# SHORT PROBLEM
Output every line below exactly.

#### GIVEN RECORDS ####

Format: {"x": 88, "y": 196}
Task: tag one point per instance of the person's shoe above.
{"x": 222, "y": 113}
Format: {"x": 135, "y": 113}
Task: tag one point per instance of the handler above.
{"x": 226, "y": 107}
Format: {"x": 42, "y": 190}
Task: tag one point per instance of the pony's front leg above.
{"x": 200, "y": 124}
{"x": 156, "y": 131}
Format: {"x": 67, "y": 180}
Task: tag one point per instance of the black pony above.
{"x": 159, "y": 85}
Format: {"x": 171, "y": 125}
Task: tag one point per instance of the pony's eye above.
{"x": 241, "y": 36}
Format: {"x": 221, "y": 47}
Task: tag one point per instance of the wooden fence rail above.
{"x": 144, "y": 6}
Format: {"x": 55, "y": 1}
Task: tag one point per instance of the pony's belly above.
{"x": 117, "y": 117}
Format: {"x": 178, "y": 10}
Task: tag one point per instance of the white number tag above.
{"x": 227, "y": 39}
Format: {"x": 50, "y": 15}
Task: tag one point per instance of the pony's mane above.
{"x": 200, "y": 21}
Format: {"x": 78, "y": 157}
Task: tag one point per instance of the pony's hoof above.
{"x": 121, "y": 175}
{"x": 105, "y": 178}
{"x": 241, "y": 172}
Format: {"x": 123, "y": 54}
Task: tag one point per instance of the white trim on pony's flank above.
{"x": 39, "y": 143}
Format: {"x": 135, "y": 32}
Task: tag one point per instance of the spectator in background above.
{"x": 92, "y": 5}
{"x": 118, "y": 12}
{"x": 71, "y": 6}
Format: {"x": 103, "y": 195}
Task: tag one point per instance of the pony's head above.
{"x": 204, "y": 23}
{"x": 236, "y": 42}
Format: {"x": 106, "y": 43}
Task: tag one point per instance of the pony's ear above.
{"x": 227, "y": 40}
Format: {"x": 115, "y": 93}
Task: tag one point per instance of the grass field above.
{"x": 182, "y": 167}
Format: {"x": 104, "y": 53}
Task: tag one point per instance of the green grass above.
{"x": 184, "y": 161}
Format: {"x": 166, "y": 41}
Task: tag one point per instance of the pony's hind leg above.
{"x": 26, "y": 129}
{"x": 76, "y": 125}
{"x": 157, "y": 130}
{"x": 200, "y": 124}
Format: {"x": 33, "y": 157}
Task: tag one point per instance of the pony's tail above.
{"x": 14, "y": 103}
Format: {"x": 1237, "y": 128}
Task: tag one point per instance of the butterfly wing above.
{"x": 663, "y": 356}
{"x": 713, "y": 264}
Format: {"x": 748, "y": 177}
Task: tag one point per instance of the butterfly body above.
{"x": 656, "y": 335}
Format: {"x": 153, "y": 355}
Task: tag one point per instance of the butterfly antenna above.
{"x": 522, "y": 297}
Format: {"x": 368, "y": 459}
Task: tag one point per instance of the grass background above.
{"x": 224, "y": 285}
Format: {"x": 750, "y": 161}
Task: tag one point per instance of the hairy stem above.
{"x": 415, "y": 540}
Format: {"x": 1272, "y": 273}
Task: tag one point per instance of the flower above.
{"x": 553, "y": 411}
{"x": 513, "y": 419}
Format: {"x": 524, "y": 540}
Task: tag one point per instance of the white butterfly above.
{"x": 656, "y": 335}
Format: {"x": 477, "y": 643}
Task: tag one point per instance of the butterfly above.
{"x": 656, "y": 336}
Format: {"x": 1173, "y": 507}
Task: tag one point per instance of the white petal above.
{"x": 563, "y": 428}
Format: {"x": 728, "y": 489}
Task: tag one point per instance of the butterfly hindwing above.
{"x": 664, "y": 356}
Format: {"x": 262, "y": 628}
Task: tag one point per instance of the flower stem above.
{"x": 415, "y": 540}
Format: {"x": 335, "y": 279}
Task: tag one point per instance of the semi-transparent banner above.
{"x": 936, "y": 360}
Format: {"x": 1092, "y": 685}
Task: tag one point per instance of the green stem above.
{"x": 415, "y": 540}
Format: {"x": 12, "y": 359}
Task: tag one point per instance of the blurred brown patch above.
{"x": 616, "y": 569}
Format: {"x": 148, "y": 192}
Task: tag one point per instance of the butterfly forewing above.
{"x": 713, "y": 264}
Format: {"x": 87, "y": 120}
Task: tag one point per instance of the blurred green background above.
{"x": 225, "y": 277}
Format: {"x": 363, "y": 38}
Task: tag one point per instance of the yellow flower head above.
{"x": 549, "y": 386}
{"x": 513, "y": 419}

####

# COMPLETE RESPONSE
Format: {"x": 88, "y": 196}
Task: tag one point per instance of the person's shoe above.
{"x": 222, "y": 113}
Format: {"x": 135, "y": 113}
Task: tag one point per instance of the handler above.
{"x": 226, "y": 107}
Format: {"x": 42, "y": 190}
Task: tag one point per instance of the pony's front leg above.
{"x": 200, "y": 124}
{"x": 156, "y": 131}
Format: {"x": 67, "y": 180}
Task: tag one point per instance of the black pony above.
{"x": 159, "y": 85}
Format: {"x": 171, "y": 125}
Task: tag one point per instance of the pony's eye above.
{"x": 241, "y": 36}
Format: {"x": 221, "y": 47}
Task: tag one point per instance of the wooden fence rail above.
{"x": 144, "y": 6}
Format: {"x": 55, "y": 1}
Task: tag one point per instance of the pony's belly above.
{"x": 117, "y": 117}
Format: {"x": 178, "y": 10}
Task: tag one point per instance of the white number tag above.
{"x": 227, "y": 39}
Format: {"x": 50, "y": 15}
Task: tag one point per instance of the pony's mane above.
{"x": 200, "y": 21}
Format: {"x": 78, "y": 157}
Task: tag one point per instance of the pony's hoof above.
{"x": 121, "y": 175}
{"x": 105, "y": 178}
{"x": 241, "y": 172}
Format: {"x": 123, "y": 54}
Task: tag one point per instance of the white trim on pony's flank above.
{"x": 39, "y": 143}
Format: {"x": 135, "y": 32}
Task: tag one point per instance of the spectator in background above.
{"x": 92, "y": 5}
{"x": 118, "y": 12}
{"x": 71, "y": 6}
Format: {"x": 103, "y": 195}
Task: tag one point per instance of the pony's head above.
{"x": 204, "y": 23}
{"x": 236, "y": 42}
Format: {"x": 106, "y": 43}
Task: tag one point per instance of the pony's ear above.
{"x": 227, "y": 40}
Format: {"x": 115, "y": 93}
Task: tag one point per instance of the grass field above.
{"x": 182, "y": 167}
Format: {"x": 104, "y": 53}
Task: tag one point per instance of the green grass above.
{"x": 184, "y": 161}
Format: {"x": 166, "y": 41}
Task: tag one point per instance of the pony's hind leg above.
{"x": 26, "y": 129}
{"x": 76, "y": 125}
{"x": 157, "y": 130}
{"x": 200, "y": 124}
Format: {"x": 33, "y": 157}
Task: tag one point per instance of the pony's tail above.
{"x": 14, "y": 103}
Format: {"x": 1237, "y": 128}
Task: tag one point per instance of the butterfly wing above.
{"x": 663, "y": 356}
{"x": 713, "y": 264}
Format: {"x": 748, "y": 177}
Task: tag one point per instance of the butterfly body above.
{"x": 656, "y": 335}
Format: {"x": 153, "y": 355}
Task: tag one point per instance of the butterfly antenna above.
{"x": 522, "y": 297}
Format: {"x": 368, "y": 459}
Task: tag one point per instance of the grass background above.
{"x": 224, "y": 285}
Format: {"x": 750, "y": 161}
Task: tag one point per instance of the hairy stem above.
{"x": 415, "y": 540}
Format: {"x": 1272, "y": 273}
Task: tag one point per instance of the flower above.
{"x": 553, "y": 411}
{"x": 513, "y": 419}
Format: {"x": 524, "y": 540}
Task: tag one point per instance of the white butterfly above.
{"x": 656, "y": 335}
Format: {"x": 477, "y": 643}
Task: tag one point per instance of the butterfly above.
{"x": 656, "y": 336}
Format: {"x": 1173, "y": 507}
Task: tag one point per instance of the white petal above.
{"x": 563, "y": 428}
Format: {"x": 728, "y": 489}
Task: tag one point per instance of the butterfly hindwing above.
{"x": 664, "y": 356}
Format: {"x": 262, "y": 628}
Task: tag one point per instance of the flower stem above.
{"x": 415, "y": 540}
Format: {"x": 335, "y": 279}
Task: tag one point per instance of the semi-transparent banner above.
{"x": 936, "y": 360}
Format: {"x": 1092, "y": 685}
Task: tag one point per instance of the green stem above.
{"x": 415, "y": 540}
Format: {"x": 12, "y": 359}
Task: tag one point per instance of the blurred brown patch above.
{"x": 616, "y": 569}
Format: {"x": 148, "y": 192}
Task: tag one point per instance of the butterfly forewing above.
{"x": 713, "y": 264}
Format: {"x": 87, "y": 120}
Task: tag one point per instance of the blurred green background above.
{"x": 225, "y": 277}
Format: {"x": 363, "y": 38}
Task: tag one point per instance of the yellow flower head above.
{"x": 549, "y": 386}
{"x": 513, "y": 419}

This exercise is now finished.